• _EXERCISE BRIEF_
Report every line of the data where the string "grass" appears.

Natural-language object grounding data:
=== Section Start ===
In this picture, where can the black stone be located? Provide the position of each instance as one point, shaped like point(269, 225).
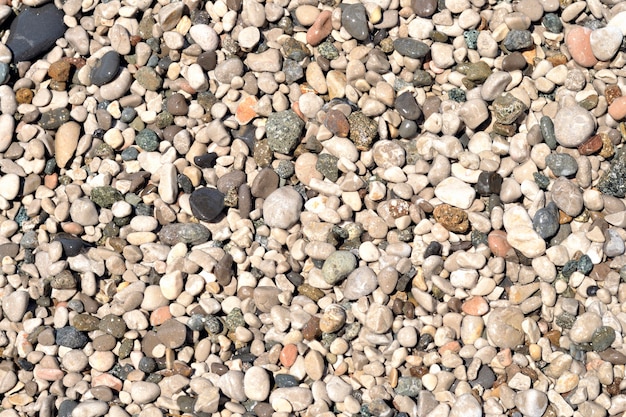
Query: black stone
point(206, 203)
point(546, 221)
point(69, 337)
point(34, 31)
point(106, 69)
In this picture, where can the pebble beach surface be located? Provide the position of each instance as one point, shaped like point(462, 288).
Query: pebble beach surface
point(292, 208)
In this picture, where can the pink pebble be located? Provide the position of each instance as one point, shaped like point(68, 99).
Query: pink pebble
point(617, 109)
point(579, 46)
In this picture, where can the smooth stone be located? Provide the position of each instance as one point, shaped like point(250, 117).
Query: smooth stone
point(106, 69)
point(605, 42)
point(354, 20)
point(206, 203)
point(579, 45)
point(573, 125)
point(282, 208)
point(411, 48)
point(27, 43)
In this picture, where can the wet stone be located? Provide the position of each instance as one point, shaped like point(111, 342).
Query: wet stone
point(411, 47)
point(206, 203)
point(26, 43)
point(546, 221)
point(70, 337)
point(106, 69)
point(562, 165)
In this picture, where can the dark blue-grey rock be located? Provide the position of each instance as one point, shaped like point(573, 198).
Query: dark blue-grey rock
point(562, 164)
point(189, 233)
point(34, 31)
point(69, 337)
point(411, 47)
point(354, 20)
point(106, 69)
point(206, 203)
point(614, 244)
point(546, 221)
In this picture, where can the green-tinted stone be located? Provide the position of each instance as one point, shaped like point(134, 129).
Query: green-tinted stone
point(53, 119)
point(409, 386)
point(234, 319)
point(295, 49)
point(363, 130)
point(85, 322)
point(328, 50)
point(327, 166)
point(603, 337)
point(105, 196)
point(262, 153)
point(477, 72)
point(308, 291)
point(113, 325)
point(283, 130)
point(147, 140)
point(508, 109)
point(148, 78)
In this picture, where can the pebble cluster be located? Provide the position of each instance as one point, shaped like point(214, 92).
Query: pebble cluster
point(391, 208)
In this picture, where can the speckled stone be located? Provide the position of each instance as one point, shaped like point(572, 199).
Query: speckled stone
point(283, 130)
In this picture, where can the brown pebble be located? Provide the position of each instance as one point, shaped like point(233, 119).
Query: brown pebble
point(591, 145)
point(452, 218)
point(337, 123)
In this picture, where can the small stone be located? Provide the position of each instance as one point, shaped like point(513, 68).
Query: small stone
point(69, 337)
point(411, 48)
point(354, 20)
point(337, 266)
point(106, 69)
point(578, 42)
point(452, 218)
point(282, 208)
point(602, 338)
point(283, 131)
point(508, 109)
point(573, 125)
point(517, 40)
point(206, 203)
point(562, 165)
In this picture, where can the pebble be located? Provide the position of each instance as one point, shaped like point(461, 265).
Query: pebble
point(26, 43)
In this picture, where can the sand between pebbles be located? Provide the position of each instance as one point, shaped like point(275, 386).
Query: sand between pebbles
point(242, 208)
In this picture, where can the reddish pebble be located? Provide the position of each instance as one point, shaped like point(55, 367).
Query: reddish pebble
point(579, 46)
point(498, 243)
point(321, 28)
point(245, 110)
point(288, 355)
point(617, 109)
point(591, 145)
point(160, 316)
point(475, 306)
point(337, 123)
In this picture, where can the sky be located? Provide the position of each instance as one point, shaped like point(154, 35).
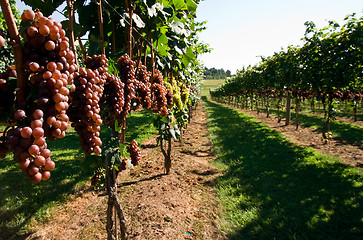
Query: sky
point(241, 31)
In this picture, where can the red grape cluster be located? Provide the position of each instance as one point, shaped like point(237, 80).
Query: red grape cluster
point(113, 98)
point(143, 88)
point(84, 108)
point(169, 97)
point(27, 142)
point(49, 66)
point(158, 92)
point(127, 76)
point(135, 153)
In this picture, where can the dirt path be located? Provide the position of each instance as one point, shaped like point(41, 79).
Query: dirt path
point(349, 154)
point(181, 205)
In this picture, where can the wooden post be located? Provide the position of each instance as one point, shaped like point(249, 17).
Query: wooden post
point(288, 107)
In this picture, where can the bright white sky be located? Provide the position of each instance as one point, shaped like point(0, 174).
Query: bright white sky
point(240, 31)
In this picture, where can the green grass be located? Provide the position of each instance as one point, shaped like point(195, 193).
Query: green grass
=== Section End ===
• _OUTPUT_
In this picture, where can the green grass be located? Provide the position of each instance as one point, shaped like point(195, 193).
Query: green grass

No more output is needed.